## [Raw data]
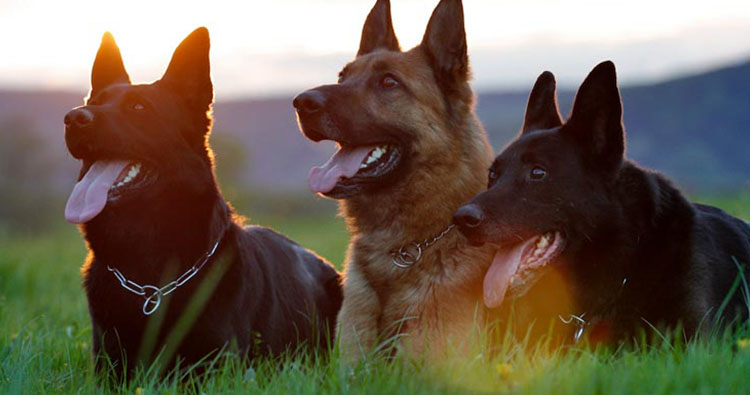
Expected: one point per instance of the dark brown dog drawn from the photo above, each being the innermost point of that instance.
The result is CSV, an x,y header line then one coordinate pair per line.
x,y
411,152
170,269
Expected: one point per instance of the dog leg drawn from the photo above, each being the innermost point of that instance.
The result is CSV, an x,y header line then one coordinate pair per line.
x,y
358,319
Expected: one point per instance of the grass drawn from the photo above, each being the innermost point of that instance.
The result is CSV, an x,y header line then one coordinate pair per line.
x,y
45,341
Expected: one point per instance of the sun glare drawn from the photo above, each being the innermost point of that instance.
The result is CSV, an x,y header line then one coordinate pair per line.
x,y
266,45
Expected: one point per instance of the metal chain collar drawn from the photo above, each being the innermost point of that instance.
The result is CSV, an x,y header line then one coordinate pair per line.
x,y
153,294
580,322
410,254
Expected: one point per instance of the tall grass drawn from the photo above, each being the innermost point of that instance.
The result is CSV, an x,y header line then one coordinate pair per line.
x,y
45,341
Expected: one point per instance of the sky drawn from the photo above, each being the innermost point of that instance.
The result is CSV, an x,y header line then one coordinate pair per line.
x,y
268,48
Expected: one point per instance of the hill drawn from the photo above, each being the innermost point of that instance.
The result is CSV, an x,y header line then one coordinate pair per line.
x,y
695,128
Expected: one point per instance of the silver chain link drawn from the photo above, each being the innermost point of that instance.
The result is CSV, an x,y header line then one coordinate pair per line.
x,y
153,294
408,255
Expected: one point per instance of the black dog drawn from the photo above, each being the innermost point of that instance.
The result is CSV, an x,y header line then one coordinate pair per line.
x,y
156,224
592,236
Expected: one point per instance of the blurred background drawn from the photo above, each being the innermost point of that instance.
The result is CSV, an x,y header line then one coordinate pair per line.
x,y
684,70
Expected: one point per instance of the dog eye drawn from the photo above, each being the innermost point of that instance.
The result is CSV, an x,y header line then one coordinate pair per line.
x,y
538,174
491,178
389,81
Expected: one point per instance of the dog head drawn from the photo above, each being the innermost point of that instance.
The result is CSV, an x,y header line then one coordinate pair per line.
x,y
392,113
140,144
548,190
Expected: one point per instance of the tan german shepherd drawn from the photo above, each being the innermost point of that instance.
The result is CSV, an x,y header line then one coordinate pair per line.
x,y
411,152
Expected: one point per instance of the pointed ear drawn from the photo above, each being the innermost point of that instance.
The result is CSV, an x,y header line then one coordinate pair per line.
x,y
541,111
108,68
444,42
596,118
189,71
377,33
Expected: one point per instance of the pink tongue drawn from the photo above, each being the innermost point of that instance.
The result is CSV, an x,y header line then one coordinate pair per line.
x,y
343,164
89,196
504,266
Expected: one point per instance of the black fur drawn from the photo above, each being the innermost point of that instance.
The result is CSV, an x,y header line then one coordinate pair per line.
x,y
637,253
271,295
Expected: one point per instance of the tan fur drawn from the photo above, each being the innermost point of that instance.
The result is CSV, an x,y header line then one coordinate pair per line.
x,y
437,300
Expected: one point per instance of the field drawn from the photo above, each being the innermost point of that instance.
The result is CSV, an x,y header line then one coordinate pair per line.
x,y
45,341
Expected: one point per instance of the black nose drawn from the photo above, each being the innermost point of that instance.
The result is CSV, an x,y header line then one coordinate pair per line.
x,y
468,216
310,101
80,117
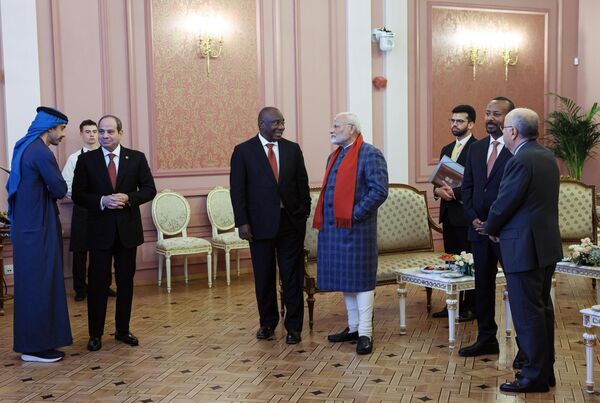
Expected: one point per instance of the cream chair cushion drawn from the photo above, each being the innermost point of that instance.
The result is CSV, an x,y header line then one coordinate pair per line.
x,y
183,244
576,204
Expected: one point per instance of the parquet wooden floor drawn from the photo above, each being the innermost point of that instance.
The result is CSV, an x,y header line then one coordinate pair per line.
x,y
199,345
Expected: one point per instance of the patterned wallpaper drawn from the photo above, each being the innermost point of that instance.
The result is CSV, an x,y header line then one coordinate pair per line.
x,y
199,119
452,76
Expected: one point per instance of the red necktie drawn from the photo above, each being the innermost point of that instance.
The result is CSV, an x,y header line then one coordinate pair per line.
x,y
273,162
493,157
112,171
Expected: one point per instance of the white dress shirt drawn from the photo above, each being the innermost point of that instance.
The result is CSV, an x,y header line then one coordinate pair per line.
x,y
491,146
69,169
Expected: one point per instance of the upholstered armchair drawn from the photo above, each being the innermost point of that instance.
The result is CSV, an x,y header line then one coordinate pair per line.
x,y
577,215
171,216
224,234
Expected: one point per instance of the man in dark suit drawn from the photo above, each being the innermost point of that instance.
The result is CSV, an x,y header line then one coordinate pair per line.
x,y
111,182
452,215
271,202
483,172
525,219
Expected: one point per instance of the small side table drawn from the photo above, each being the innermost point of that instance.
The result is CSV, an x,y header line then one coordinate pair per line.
x,y
591,319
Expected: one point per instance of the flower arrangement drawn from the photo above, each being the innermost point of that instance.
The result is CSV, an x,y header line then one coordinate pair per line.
x,y
463,263
586,253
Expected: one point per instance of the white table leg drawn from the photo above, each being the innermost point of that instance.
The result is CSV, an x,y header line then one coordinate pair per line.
x,y
553,291
402,301
507,314
590,340
452,303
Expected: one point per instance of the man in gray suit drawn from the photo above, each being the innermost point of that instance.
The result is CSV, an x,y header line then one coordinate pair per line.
x,y
524,219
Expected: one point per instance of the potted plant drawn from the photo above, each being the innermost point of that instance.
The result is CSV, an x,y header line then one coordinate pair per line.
x,y
573,134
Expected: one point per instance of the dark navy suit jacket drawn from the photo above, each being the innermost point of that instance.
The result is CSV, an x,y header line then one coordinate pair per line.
x,y
453,210
525,214
256,196
479,191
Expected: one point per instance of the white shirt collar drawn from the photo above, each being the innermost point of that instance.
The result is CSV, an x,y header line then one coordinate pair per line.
x,y
499,140
465,140
264,141
116,152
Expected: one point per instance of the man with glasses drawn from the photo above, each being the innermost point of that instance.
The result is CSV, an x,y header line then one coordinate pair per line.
x,y
483,173
452,215
524,220
354,186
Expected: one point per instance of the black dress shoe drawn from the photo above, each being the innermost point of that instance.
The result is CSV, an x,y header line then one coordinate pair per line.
x,y
293,337
466,316
95,343
364,345
127,338
480,348
524,385
440,314
264,332
519,361
344,335
551,379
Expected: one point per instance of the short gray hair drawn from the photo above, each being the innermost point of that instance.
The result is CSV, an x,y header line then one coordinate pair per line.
x,y
526,121
350,118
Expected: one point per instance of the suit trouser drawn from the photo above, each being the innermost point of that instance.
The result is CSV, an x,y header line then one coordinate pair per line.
x,y
99,277
287,249
486,255
533,316
455,241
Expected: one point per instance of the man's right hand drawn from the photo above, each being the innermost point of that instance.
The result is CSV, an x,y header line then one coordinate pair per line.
x,y
245,232
445,192
478,225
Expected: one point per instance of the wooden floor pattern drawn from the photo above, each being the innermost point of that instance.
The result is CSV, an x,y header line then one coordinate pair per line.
x,y
198,345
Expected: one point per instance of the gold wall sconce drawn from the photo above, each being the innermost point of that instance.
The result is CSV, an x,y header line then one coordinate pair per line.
x,y
476,58
210,48
207,31
510,57
479,44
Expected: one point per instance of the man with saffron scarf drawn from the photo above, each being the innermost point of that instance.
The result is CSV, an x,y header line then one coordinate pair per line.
x,y
354,186
41,319
271,202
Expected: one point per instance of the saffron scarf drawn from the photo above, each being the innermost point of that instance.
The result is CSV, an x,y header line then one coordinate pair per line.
x,y
345,187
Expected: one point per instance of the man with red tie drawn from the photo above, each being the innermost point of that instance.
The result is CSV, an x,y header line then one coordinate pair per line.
x,y
271,202
483,173
112,182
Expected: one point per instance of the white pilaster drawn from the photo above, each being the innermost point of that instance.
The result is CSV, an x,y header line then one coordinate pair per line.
x,y
21,67
396,94
358,34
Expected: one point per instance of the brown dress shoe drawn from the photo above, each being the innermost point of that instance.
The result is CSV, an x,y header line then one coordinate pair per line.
x,y
344,335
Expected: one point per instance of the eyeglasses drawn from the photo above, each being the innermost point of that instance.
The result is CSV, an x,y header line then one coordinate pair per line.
x,y
457,121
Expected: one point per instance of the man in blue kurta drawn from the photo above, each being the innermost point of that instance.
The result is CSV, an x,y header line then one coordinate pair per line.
x,y
354,186
41,318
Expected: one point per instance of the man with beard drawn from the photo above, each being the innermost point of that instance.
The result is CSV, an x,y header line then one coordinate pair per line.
x,y
525,218
452,215
41,323
271,202
483,172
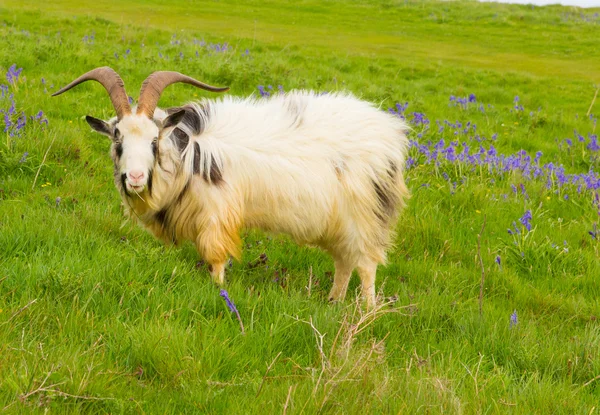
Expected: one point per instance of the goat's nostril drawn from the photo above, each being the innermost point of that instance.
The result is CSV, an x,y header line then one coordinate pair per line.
x,y
136,175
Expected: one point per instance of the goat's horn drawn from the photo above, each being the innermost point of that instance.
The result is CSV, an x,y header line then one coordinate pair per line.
x,y
158,81
113,84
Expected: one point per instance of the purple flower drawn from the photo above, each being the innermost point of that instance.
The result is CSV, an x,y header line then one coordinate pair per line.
x,y
230,304
12,76
513,319
594,233
526,220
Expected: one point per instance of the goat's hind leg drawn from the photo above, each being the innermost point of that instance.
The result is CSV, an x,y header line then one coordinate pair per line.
x,y
343,272
367,270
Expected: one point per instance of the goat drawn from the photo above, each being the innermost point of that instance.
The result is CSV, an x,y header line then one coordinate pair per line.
x,y
325,169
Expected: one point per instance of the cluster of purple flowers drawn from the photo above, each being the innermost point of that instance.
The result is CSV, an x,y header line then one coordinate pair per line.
x,y
266,92
518,107
12,75
14,121
463,102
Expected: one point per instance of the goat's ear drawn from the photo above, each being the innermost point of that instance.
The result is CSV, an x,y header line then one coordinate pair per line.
x,y
98,125
173,119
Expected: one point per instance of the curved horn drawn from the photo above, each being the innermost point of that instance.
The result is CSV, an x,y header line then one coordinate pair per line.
x,y
158,81
113,84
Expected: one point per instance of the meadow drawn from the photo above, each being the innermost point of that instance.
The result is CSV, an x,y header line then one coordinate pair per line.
x,y
489,302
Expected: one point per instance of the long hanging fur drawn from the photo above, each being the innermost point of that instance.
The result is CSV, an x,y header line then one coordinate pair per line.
x,y
325,169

## [Description of the task]
Extract, unchanged, the closing run of lines that opens with the line containing "Expected: one point per instance of the curved" and ends with the last line.

## [Answer to this task]
Expected: one point per instance of the curved horn drawn from the photo above, each being the innermost point of that instance.
The result is CSV, an x,y header line then one coordinate pair per line.
x,y
158,81
113,84
Expected: one point per instance of the meadow drawn from the photo above, each being the innermost point of that instance.
The result is CSV, an x,y header line then one coordinate pair per line.
x,y
489,302
Expected: one point per instance of the long hanging fur drawn from the photo above, each being the innermost point of that instance.
The result is CSV, an x,y header line then one coordinate pair per line.
x,y
325,169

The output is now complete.